What got you interested and helped you stay interest in your career.
Thank you for your question. I tend to agree with Jameel's comments and would like to add a few more points for your consideration.
QUALITIES NEEDED FOR A PHARMACIST
• ANALYTICAL SKILLS - - Pharmacists must provide safe medications efficiently. To do this, they must be able to evaluate a patient’s needs and the prescriber’s orders, and have extensive knowledge of the effects and appropriate circumstances for giving out a specific medication.
• COMMUNICATION SKILLS - - Pharmacists frequently offer advice to patients. They might need to explain how to take medicine, for example, and what its side effects are. They also need to offer clear direction to pharmacy technicians and interns.
• COMPUTER SKILLS - - Pharmacists need computer skills in order to use any electronic health record (EHR) systems that their organization has adopted.
• DETAILED ORIENTED - - Pharmacists are responsible for ensuring the accuracy of the prescriptions they fill. They must be able to find the information that they need to make decisions about what medications are appropriate for each patient, because improper use of medication can pose serious health risks.
• MANAGERIAL SKILLS - - Pharmacists—particularly those who run a retail pharmacy—must have good managerial skills, including the ability to manage inventory and oversee a staff.
You'll want to make sure that you have a set of transferable skills such as teamwork, time management, etc. I wish you much success on your journey. Best of luck to you!
Sheila recommends the following next steps:
I am not a pharmacist, but I'll also say I'm not a veterinarian either (that was my dream job at 16). Not to say that you won't become an amazing pharmacist one day, but I can only tell you what I've learned, and I can say that you'll be heavily influenced by a number of different people and environments these next five years or so. Therefore, stay open to other ideas, interests, and skills you have because there might be another opportunity that comes your way.

- Supplied information:
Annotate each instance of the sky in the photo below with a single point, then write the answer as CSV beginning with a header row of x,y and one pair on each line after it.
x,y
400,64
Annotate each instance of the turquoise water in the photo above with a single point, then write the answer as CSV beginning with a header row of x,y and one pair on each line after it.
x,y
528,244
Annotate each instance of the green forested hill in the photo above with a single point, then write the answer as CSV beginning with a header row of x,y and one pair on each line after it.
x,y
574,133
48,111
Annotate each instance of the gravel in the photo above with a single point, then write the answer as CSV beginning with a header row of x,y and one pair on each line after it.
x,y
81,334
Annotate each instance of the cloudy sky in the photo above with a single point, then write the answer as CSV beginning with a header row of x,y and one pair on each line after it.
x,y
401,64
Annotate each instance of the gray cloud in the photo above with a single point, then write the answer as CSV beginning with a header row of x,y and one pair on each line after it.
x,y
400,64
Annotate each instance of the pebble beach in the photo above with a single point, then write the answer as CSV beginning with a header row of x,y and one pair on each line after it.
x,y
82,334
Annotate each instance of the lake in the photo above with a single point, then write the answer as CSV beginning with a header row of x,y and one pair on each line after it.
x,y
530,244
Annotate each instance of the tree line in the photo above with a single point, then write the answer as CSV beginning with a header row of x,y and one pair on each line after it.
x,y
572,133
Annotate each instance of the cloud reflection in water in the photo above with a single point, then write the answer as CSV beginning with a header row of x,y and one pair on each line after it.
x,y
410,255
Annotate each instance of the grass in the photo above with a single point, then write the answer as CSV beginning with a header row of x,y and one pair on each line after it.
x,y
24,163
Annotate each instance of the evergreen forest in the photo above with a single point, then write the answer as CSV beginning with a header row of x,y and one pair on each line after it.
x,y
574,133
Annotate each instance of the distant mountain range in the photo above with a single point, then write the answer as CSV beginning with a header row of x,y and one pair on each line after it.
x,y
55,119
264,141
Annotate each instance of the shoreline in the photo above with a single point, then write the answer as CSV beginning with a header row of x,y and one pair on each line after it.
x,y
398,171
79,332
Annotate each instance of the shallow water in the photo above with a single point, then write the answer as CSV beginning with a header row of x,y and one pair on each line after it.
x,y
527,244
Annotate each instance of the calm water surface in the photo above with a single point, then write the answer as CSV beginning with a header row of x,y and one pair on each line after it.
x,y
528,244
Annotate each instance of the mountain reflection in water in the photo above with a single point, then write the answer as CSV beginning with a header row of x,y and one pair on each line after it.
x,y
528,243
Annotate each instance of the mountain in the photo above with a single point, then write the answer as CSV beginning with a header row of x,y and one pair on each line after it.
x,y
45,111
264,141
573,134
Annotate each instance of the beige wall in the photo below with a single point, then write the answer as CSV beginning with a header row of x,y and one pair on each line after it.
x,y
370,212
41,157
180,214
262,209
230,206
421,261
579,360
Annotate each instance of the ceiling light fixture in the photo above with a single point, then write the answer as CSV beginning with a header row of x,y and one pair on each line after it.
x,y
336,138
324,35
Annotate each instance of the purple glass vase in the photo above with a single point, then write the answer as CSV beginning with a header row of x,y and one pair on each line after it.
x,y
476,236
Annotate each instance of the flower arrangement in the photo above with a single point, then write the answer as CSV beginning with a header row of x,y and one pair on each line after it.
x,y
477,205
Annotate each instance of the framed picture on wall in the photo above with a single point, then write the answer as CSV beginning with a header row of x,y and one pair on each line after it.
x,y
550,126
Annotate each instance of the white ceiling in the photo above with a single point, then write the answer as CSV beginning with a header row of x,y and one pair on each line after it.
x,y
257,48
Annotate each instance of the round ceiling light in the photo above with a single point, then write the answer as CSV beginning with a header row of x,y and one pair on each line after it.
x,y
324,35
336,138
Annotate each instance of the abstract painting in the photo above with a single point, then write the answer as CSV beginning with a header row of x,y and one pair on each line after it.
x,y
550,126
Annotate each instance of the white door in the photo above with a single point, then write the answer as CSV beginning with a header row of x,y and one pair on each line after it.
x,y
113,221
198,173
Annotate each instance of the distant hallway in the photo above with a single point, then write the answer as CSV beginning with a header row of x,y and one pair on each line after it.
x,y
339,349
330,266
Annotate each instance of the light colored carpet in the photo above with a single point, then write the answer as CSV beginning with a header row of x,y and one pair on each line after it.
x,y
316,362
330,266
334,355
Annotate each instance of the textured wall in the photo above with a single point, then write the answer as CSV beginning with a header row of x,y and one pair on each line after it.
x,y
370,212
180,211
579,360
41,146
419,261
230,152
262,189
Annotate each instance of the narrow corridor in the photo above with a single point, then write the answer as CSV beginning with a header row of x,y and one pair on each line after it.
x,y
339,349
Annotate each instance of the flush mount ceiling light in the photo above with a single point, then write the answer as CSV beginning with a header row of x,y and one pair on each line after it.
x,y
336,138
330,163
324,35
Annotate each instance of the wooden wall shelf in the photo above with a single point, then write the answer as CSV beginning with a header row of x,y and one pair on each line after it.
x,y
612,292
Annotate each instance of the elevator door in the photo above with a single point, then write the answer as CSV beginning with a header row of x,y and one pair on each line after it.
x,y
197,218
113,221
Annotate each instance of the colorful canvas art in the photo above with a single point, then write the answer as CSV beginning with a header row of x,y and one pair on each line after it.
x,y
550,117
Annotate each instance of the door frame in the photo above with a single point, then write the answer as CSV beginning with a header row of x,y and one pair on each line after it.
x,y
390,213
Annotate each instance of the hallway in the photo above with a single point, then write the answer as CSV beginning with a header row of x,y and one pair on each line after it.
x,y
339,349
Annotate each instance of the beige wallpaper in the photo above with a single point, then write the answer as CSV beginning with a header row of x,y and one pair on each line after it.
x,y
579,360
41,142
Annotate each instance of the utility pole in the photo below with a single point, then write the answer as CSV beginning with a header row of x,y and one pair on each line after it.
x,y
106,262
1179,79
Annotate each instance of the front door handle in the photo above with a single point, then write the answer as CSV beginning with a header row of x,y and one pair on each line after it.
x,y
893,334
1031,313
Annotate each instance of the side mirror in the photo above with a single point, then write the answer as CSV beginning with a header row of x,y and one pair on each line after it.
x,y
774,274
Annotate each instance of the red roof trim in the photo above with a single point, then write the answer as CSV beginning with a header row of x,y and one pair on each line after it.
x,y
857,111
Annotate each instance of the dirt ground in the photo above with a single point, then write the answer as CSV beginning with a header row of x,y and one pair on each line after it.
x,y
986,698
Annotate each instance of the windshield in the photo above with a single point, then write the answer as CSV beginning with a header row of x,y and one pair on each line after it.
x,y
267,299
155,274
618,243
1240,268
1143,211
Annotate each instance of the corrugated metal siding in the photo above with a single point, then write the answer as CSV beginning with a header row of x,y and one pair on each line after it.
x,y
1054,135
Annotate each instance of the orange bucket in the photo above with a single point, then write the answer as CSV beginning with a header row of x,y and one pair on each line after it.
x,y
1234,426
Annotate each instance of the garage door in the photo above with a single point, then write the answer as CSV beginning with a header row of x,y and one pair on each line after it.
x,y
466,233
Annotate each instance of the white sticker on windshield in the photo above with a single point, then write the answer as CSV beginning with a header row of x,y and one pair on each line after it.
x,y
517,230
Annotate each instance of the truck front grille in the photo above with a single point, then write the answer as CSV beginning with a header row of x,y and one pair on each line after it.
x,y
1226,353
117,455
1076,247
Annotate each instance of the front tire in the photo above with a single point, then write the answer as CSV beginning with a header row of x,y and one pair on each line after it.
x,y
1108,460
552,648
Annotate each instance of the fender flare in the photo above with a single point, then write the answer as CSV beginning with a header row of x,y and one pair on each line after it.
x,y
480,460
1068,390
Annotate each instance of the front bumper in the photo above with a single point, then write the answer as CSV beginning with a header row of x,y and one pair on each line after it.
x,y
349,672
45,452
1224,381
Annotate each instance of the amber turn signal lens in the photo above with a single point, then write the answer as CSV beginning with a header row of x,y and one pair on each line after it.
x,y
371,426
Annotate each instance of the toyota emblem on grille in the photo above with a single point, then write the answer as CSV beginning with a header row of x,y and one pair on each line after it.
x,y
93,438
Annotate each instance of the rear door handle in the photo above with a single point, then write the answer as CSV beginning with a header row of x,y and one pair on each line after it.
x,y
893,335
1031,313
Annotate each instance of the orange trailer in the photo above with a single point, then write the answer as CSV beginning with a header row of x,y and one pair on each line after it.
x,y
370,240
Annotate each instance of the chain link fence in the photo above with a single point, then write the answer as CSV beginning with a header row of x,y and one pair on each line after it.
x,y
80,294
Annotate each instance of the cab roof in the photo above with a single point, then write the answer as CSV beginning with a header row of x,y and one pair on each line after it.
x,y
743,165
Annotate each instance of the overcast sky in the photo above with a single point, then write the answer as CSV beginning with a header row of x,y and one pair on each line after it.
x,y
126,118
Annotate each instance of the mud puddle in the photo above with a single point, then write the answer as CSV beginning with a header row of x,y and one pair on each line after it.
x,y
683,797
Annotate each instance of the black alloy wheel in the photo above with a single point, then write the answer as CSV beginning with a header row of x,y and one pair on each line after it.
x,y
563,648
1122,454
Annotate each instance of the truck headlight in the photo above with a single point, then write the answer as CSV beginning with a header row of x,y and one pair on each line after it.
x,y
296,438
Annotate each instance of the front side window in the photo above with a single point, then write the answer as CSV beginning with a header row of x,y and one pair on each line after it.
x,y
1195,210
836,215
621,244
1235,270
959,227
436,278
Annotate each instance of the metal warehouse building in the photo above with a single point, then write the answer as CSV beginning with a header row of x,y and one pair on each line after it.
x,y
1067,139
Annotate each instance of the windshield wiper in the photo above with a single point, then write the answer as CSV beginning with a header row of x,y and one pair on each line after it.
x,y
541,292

- Required actions:
1. In the pharmacist career advice text, why do pharmacists need computer skills?
2. In the pharmacist career advice text, rewrite the paragraph beginning "I am not a pharmacist" more briefly, keeping its main facts.

- Answers to this exercise:
1. They need computer skills to use any electronic health record (EHR) systems their organization has adopted.

2. I'm not a pharmacist, nor the veterinarian I dreamed of being at 16. I can only share what I've learned: over the next five years or so, many different people and environments will strongly influence you. So stay open to other ideas, interests, and skills, because another opportunity might come your way.